─── Materials provided ───

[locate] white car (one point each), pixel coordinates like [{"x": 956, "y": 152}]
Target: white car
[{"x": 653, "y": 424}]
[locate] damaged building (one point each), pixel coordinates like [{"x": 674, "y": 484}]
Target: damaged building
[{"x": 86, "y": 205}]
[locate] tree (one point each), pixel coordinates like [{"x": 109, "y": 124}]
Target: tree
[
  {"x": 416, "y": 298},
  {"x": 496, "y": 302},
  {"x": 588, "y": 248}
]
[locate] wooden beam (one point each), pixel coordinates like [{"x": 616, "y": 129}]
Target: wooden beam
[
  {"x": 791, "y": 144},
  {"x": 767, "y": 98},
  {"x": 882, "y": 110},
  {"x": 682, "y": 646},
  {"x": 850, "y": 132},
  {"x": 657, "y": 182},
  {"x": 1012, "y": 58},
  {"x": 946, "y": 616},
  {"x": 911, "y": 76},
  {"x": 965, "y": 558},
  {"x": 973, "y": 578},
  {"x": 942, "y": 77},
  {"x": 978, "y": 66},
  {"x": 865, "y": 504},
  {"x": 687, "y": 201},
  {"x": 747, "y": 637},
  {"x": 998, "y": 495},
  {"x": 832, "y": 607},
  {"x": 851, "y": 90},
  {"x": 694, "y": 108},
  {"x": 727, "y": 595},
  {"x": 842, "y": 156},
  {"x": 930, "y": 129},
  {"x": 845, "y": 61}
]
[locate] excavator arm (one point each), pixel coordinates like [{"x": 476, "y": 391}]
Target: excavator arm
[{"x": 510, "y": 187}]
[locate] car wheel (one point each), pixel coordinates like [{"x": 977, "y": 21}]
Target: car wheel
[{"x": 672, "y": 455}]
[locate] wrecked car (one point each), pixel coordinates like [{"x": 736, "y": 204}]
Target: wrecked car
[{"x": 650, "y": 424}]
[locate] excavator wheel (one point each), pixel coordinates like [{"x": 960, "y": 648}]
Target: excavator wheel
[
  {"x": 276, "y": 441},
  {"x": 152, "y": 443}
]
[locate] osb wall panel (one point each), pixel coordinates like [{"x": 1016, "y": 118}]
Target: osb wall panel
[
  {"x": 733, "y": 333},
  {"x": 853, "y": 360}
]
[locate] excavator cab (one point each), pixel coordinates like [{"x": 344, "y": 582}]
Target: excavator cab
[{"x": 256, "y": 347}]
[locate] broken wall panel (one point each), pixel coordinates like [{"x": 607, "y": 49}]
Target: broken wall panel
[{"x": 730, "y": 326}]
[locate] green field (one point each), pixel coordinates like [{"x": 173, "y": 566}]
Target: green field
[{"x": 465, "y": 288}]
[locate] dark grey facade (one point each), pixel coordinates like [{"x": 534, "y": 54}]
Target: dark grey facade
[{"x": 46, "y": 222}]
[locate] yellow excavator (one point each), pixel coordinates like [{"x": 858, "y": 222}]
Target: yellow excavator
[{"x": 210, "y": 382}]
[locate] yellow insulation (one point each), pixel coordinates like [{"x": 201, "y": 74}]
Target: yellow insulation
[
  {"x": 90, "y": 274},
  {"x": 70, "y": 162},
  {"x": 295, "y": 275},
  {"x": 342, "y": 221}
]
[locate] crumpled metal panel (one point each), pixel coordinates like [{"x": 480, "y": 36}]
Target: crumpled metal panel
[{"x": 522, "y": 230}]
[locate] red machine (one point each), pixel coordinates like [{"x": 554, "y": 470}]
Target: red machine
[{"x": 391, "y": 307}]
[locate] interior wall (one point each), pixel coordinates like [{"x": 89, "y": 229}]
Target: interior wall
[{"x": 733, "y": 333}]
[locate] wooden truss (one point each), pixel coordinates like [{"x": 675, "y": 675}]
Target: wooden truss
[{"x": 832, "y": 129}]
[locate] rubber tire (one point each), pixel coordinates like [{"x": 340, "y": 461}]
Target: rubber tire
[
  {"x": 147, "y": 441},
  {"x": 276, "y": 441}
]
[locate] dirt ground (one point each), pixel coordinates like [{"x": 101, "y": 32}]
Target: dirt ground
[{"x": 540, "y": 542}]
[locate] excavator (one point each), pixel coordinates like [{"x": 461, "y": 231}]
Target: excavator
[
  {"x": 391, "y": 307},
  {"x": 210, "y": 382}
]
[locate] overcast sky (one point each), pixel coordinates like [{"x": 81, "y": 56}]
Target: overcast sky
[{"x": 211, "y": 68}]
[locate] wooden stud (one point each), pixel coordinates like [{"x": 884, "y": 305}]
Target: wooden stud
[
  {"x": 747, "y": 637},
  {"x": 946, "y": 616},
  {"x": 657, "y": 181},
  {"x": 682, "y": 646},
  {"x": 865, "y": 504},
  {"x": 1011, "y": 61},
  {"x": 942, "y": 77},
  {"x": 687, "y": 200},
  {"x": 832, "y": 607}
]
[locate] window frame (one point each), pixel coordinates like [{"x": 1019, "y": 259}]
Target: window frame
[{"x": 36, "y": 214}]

───

Task directions: Give every line of the material again, exactly as it reads.

Exercise response:
[locate] white car (one point each), pixel coordinates like [{"x": 956, "y": 152}]
Target: white car
[{"x": 653, "y": 424}]
[locate] damaged building (one point each), pixel coordinates like [{"x": 674, "y": 484}]
Target: damaged building
[{"x": 86, "y": 205}]
[locate] tree (one point each), pixel coordinates like [{"x": 109, "y": 124}]
Target: tree
[
  {"x": 416, "y": 298},
  {"x": 496, "y": 302},
  {"x": 588, "y": 248}
]
[locate] wooden beam (one point each), pixel coordinates like [{"x": 616, "y": 129}]
Target: wooden beam
[
  {"x": 791, "y": 144},
  {"x": 767, "y": 98},
  {"x": 882, "y": 110},
  {"x": 682, "y": 646},
  {"x": 850, "y": 132},
  {"x": 657, "y": 182},
  {"x": 1012, "y": 58},
  {"x": 946, "y": 616},
  {"x": 911, "y": 76},
  {"x": 965, "y": 558},
  {"x": 973, "y": 578},
  {"x": 942, "y": 77},
  {"x": 978, "y": 66},
  {"x": 865, "y": 504},
  {"x": 687, "y": 201},
  {"x": 747, "y": 637},
  {"x": 998, "y": 495},
  {"x": 832, "y": 607},
  {"x": 851, "y": 90},
  {"x": 694, "y": 108},
  {"x": 727, "y": 595},
  {"x": 842, "y": 156},
  {"x": 930, "y": 129},
  {"x": 845, "y": 61}
]
[locate] excavator arm (one point each), pixel coordinates like [{"x": 476, "y": 391}]
Target: excavator arm
[{"x": 510, "y": 187}]
[locate] car wheel (one point each), pixel coordinates like [{"x": 977, "y": 21}]
Target: car wheel
[{"x": 672, "y": 455}]
[locate] wrecked car (one point each), pixel coordinates like [{"x": 736, "y": 204}]
Target: wrecked car
[{"x": 650, "y": 424}]
[locate] excavator wheel (one point each), pixel coordinates like [{"x": 960, "y": 648}]
Target: excavator wheel
[
  {"x": 276, "y": 441},
  {"x": 152, "y": 443}
]
[locate] osb wall panel (one point each), pixel coordinates like [{"x": 1016, "y": 118}]
Target: osb wall panel
[
  {"x": 733, "y": 333},
  {"x": 853, "y": 360}
]
[locate] excavator cab (one point each), pixel coordinates like [{"x": 344, "y": 582}]
Target: excavator cab
[{"x": 256, "y": 347}]
[locate] broken wall panel (one point each), pixel coordinates like [{"x": 607, "y": 49}]
Target: broken wall panel
[{"x": 730, "y": 326}]
[locate] green field (one point each), pixel coordinates like [{"x": 173, "y": 566}]
Target: green field
[{"x": 465, "y": 288}]
[locate] dark grey facade (one point each), pixel coordinates like [{"x": 534, "y": 54}]
Target: dark grey facade
[{"x": 46, "y": 222}]
[locate] yellow excavator (one point each), pixel coordinates like [{"x": 858, "y": 222}]
Target: yellow excavator
[{"x": 210, "y": 382}]
[locate] yellow insulation (one point each), pixel coordinates like [{"x": 201, "y": 74}]
Target: yellow insulation
[
  {"x": 90, "y": 274},
  {"x": 70, "y": 162},
  {"x": 295, "y": 275},
  {"x": 342, "y": 221}
]
[locate] crumpled metal panel (one point each), pixel coordinates like [{"x": 480, "y": 36}]
Target: crumpled metal panel
[{"x": 522, "y": 230}]
[locate] red machine (one point each), pixel coordinates like [{"x": 554, "y": 470}]
Target: red machine
[{"x": 391, "y": 307}]
[locate] interior wall (one point each), pixel coordinates like [{"x": 89, "y": 229}]
Target: interior wall
[{"x": 733, "y": 333}]
[locate] wooden truss (one point each), pixel coordinates like [{"x": 675, "y": 675}]
Target: wooden truss
[{"x": 832, "y": 129}]
[locate] rubber tire (one point each), pixel coordinates like [{"x": 340, "y": 461}]
Target: rubber tire
[
  {"x": 147, "y": 441},
  {"x": 276, "y": 441}
]
[locate] dirt ground (one point each), pixel coordinates like [{"x": 101, "y": 32}]
Target: dirt ground
[{"x": 540, "y": 542}]
[locate] excavator (one point each), pixel coordinates like [{"x": 461, "y": 231}]
Target: excavator
[
  {"x": 391, "y": 307},
  {"x": 210, "y": 382}
]
[locate] overcast sky (one point each), pixel coordinates like [{"x": 81, "y": 56}]
Target: overcast sky
[{"x": 211, "y": 68}]
[locate] wooden stud (one point each), pixel coordinates like [{"x": 884, "y": 305}]
Target: wooden stud
[
  {"x": 747, "y": 637},
  {"x": 946, "y": 616},
  {"x": 657, "y": 181},
  {"x": 682, "y": 646},
  {"x": 865, "y": 504},
  {"x": 1011, "y": 61},
  {"x": 942, "y": 77},
  {"x": 687, "y": 200},
  {"x": 832, "y": 607}
]
[locate] window frame (one point each), pixel coordinates like [{"x": 1019, "y": 259}]
Target: window frame
[{"x": 36, "y": 214}]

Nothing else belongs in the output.